### TEXT SECTION
================
Jens Axboe <axboe@...nel.dk> writes:

> On 3/20/21 3:38 PM, Eric W. Biederman wrote:
>> Linus Torvalds <torvalds@...ux-foundation.org> writes:
>> 
>>> On Sat, Mar 20, 2021 at 9:19 AM Eric W. Biederman <ebiederm@...ssion.com> wrote:
>>>>
>>>> The creds should be reasonably in-sync with the rest of the threads.
>>>
>>> It's not about credentials (despite the -EPERM).
>>>
>>> It's about the fact that kernel threads cannot handle signals, and
>>> then get caught in endless loops of "if (sigpending()) return
>>> -EAGAIN".
>>>
>>> For a normal user thread, that "return -EAGAIN" (or whatever) will end
>>> up returning an error to user space - and before it does that, it will
>>> go through the "oh, returning to user space, so handle signal" path.
>>> Which will clear sigpending etc.
>>>
>>> A thread that never returns to user space fundamentally cannot handle
>>> this. The sigpending() stays on forever, the signal never gets
>>> handled, the thread can't do anything.
>>>
>>> So delivering a signal to a kernel thread fundamentally cannot work
>>> (although we do have some threads that explicitly see "oh, if I was
>>> killed, I will exit" - think things like in-kernel nfsd etc).
>> 
>> I agree that getting a kernel thread to receive a signal is quite
>> tricky.  But that is not what the patch affects.
>> 
>> The patch covers the case when instead of specifying the pid of the
>> process to kill(2) someone specifies the tid of a thread.  Which implies
>> that type is PIDTYPE_TGID, and in turn the signal is being placed on the
>> t->signal->shared_pending queue.  Not the thread specific t->pending
>> queue.
================
### PARTS OF THE EXERCISE
1. Copy from the email thread on signals and kernel threads word for word, starting at the words "Jens Axboe <axboe@...nel.dk>" and stopping after "(despite the -EPERM).".
2. In the email thread on signals and kernel threads, why can a kernel thread not handle a pending signal? Answer in one to three sentences.
3. Continue the email thread on signals and kernel threads after its last sentence.
================
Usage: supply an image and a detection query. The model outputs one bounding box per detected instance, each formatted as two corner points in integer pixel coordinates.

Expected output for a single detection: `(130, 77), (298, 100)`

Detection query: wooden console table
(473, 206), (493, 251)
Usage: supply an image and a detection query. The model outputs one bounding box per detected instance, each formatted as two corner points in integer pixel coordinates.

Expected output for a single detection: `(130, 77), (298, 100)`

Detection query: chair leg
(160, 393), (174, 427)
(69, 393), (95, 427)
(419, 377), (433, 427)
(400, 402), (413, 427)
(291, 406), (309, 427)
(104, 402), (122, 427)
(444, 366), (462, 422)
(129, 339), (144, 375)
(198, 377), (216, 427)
================
### THE REPLIES
1.
Jens Axboe <axboe@...nel.dk> writes:

> On 3/20/21 3:38 PM, Eric W. Biederman wrote:
>> Linus Torvalds <torvalds@...ux-foundation.org> writes:
>> 
>>> On Sat, Mar 20, 2021 at 9:19 AM Eric W. Biederman <ebiederm@...ssion.com> wrote:
>>>>
>>>> The creds should be reasonably in-sync with the rest of the threads.
>>>
>>> It's not about credentials (despite the -EPERM).

2. A normal thread handles signals and clears sigpending on its way back to user space, but a kernel thread never returns to user space. Its sigpending therefore stays set forever and the signal is never handled. The thread stays caught in loops that keep returning -EAGAIN and cannot do anything.

3.
>> 
>> So my question is since the signal is delivered to the process as a
>> whole why do we care if someone specifies the tid of a kernel thread,
>> rather than the tid of a userspace thread?
>
> Right, that's what this first patch does, and in all honesty, it's not
> required like the 2/2 patch is. I do think it makes it more consistent,
> though - the threads don't take signals, period. Allowing delivery from
> eg kill(2) and then pass it to the owning task of the io_uring is
> somewhat counterintuitive, and differs from earlier kernels where there
> was no relationsship between that owning task and the async worker
> thread.
>
> That's why I think the patch DOES make sense. These threads may share a
> personality with the owning task, but I don't think we should be able to
> manipulate them from userspace at all. That includes SIGSTOP, of course,
> but also regular signals.
>
> Hence I do think we should do something like this.

I agree about signals.  Especially because being able to use kill(2)
with the tid of thread is a linuxism and a backwards compatibility thing
from before we had CLONE_THREAD.

I think for kill(2) we should just return -ESRCH.

Thank you for providing the reasoning that is what I really saw missing
in the patches.  The why.  And software is difficult to maintain without
the why.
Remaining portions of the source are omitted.